Return all entries word for word, but drop any images.

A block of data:
%%
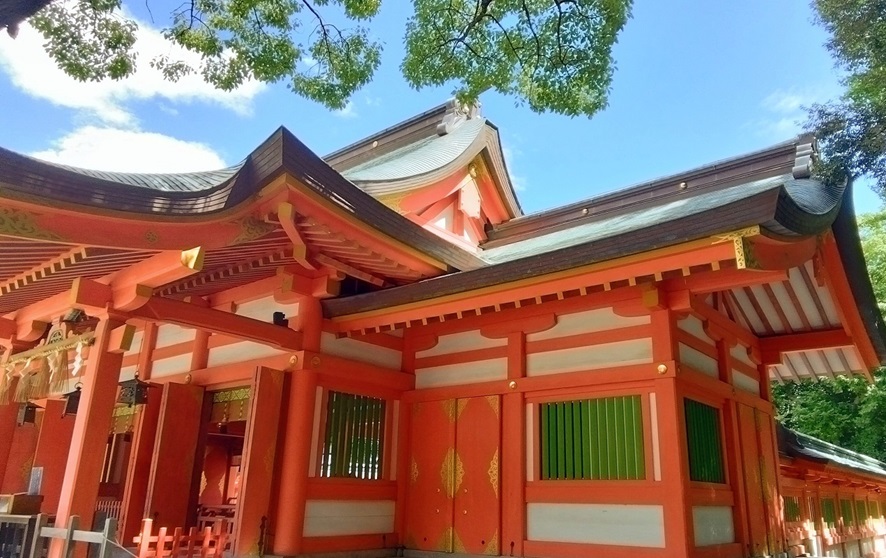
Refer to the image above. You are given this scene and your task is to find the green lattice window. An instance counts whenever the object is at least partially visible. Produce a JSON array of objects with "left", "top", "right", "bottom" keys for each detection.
[
  {"left": 320, "top": 391, "right": 385, "bottom": 479},
  {"left": 840, "top": 504, "right": 855, "bottom": 527},
  {"left": 784, "top": 496, "right": 801, "bottom": 521},
  {"left": 684, "top": 399, "right": 726, "bottom": 483},
  {"left": 539, "top": 395, "right": 646, "bottom": 480},
  {"left": 821, "top": 498, "right": 837, "bottom": 529},
  {"left": 855, "top": 500, "right": 868, "bottom": 525}
]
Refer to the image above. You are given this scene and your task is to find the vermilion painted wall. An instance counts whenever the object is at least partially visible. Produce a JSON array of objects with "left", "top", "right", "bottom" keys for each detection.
[
  {"left": 0, "top": 412, "right": 43, "bottom": 494},
  {"left": 34, "top": 400, "right": 75, "bottom": 513}
]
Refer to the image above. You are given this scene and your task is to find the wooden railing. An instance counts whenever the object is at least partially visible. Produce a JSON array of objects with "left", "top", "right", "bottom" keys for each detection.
[
  {"left": 0, "top": 514, "right": 117, "bottom": 558},
  {"left": 0, "top": 515, "right": 46, "bottom": 558},
  {"left": 134, "top": 519, "right": 228, "bottom": 558},
  {"left": 95, "top": 498, "right": 123, "bottom": 521}
]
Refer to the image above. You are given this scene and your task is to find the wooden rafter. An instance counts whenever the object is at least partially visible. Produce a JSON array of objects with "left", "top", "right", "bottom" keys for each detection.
[
  {"left": 315, "top": 254, "right": 385, "bottom": 287},
  {"left": 277, "top": 202, "right": 317, "bottom": 271}
]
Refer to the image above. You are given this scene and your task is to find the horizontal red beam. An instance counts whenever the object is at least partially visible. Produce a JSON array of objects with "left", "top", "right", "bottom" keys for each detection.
[
  {"left": 760, "top": 328, "right": 855, "bottom": 364},
  {"left": 130, "top": 297, "right": 302, "bottom": 351}
]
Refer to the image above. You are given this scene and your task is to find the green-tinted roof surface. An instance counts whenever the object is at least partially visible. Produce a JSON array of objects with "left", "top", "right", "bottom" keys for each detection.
[
  {"left": 481, "top": 175, "right": 843, "bottom": 264},
  {"left": 342, "top": 118, "right": 486, "bottom": 183},
  {"left": 778, "top": 424, "right": 886, "bottom": 477}
]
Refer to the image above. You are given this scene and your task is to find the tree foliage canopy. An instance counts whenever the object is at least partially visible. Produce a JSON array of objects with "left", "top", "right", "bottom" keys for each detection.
[
  {"left": 806, "top": 0, "right": 886, "bottom": 196},
  {"left": 22, "top": 0, "right": 631, "bottom": 116},
  {"left": 772, "top": 210, "right": 886, "bottom": 461}
]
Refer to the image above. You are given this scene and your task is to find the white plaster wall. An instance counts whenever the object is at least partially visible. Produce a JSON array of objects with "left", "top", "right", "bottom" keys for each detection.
[
  {"left": 156, "top": 324, "right": 197, "bottom": 348},
  {"left": 729, "top": 343, "right": 757, "bottom": 368},
  {"left": 680, "top": 343, "right": 720, "bottom": 378},
  {"left": 207, "top": 341, "right": 285, "bottom": 366},
  {"left": 151, "top": 353, "right": 191, "bottom": 378},
  {"left": 124, "top": 329, "right": 145, "bottom": 356},
  {"left": 320, "top": 332, "right": 402, "bottom": 370},
  {"left": 526, "top": 308, "right": 651, "bottom": 341},
  {"left": 415, "top": 358, "right": 508, "bottom": 389},
  {"left": 304, "top": 500, "right": 395, "bottom": 537},
  {"left": 237, "top": 296, "right": 298, "bottom": 323},
  {"left": 677, "top": 315, "right": 716, "bottom": 346},
  {"left": 415, "top": 329, "right": 508, "bottom": 358},
  {"left": 526, "top": 338, "right": 652, "bottom": 376},
  {"left": 526, "top": 503, "right": 665, "bottom": 548},
  {"left": 732, "top": 369, "right": 760, "bottom": 395},
  {"left": 692, "top": 506, "right": 735, "bottom": 546}
]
%%
- **Problem solution**
Refer to the image above. You are given this scene and your task is to find the green lattice window. An instance counts whenever the object is at least partially visible. Produce a JSON array of objects with "left", "top", "right", "bottom" keys for each detection.
[
  {"left": 320, "top": 391, "right": 385, "bottom": 479},
  {"left": 840, "top": 504, "right": 855, "bottom": 527},
  {"left": 784, "top": 496, "right": 801, "bottom": 521},
  {"left": 684, "top": 399, "right": 726, "bottom": 483},
  {"left": 539, "top": 395, "right": 646, "bottom": 480},
  {"left": 821, "top": 498, "right": 837, "bottom": 529},
  {"left": 855, "top": 500, "right": 868, "bottom": 525}
]
Refer to the image above. You are given this scene and your task is to find the vermilion painted wall. An instance counts whenever the object is at least partially visible. Produce a JSON array of objects with "left", "top", "right", "bottom" keys for each detection.
[
  {"left": 0, "top": 412, "right": 43, "bottom": 494},
  {"left": 34, "top": 400, "right": 75, "bottom": 513}
]
Refer to the image above. You are given this scene and your task is to find the wooden railing. An instance counts whenever the object is at least partially visible. Produce a JSON array of objects with "left", "top", "right", "bottom" keys for each detection.
[
  {"left": 0, "top": 514, "right": 117, "bottom": 558},
  {"left": 0, "top": 515, "right": 46, "bottom": 558},
  {"left": 134, "top": 519, "right": 228, "bottom": 558},
  {"left": 95, "top": 498, "right": 123, "bottom": 521}
]
Refer to the image above. You are given this scene and your task is to find the wooden rafter. An instance counts whenever the object is at least partially visible. Produce a JSON array of objects with "left", "top", "right", "bottom" keys for each detection.
[
  {"left": 315, "top": 254, "right": 385, "bottom": 287},
  {"left": 277, "top": 202, "right": 317, "bottom": 271}
]
Refer to the image above. You are given this scene and your task is to find the horizontal red beam. An instance counts whenever the object is at least partially visible. Produce a JSON array of objects with "left", "top", "right", "bottom" keys for each detection.
[
  {"left": 760, "top": 328, "right": 855, "bottom": 364},
  {"left": 130, "top": 297, "right": 302, "bottom": 351}
]
Refer to the image above. You are given this scene and your task is to find the green-tinted roof surface. An instance counts whenever the object is at least partially visible. Produce a JSON array of objects with "left", "top", "right", "bottom" keys for each detection.
[
  {"left": 481, "top": 175, "right": 843, "bottom": 264},
  {"left": 342, "top": 118, "right": 486, "bottom": 183},
  {"left": 778, "top": 424, "right": 886, "bottom": 477}
]
Refer to the image above. You are given this scene and your task is to find the tree foliage canopy. An instance counts whenever the object is at least partially visible. Produce a JSON array of objects with "left", "top", "right", "bottom" keys for each detection.
[
  {"left": 806, "top": 0, "right": 886, "bottom": 196},
  {"left": 22, "top": 0, "right": 631, "bottom": 116},
  {"left": 772, "top": 210, "right": 886, "bottom": 461}
]
Refer to the image above. You are given this scene and your task is to find the white plaster wall. An instance counts whenever the object is at least partially visible. Produce a JSON array of objects with "left", "top", "right", "bottom" keys for each detection.
[
  {"left": 156, "top": 324, "right": 197, "bottom": 348},
  {"left": 729, "top": 343, "right": 757, "bottom": 368},
  {"left": 680, "top": 343, "right": 720, "bottom": 378},
  {"left": 207, "top": 341, "right": 285, "bottom": 366},
  {"left": 151, "top": 353, "right": 191, "bottom": 378},
  {"left": 124, "top": 329, "right": 145, "bottom": 356},
  {"left": 320, "top": 332, "right": 402, "bottom": 370},
  {"left": 526, "top": 308, "right": 651, "bottom": 341},
  {"left": 415, "top": 358, "right": 508, "bottom": 389},
  {"left": 304, "top": 500, "right": 395, "bottom": 537},
  {"left": 237, "top": 296, "right": 298, "bottom": 323},
  {"left": 677, "top": 315, "right": 716, "bottom": 346},
  {"left": 415, "top": 329, "right": 508, "bottom": 358},
  {"left": 526, "top": 338, "right": 652, "bottom": 376},
  {"left": 526, "top": 503, "right": 665, "bottom": 548},
  {"left": 732, "top": 369, "right": 760, "bottom": 395},
  {"left": 692, "top": 506, "right": 735, "bottom": 546}
]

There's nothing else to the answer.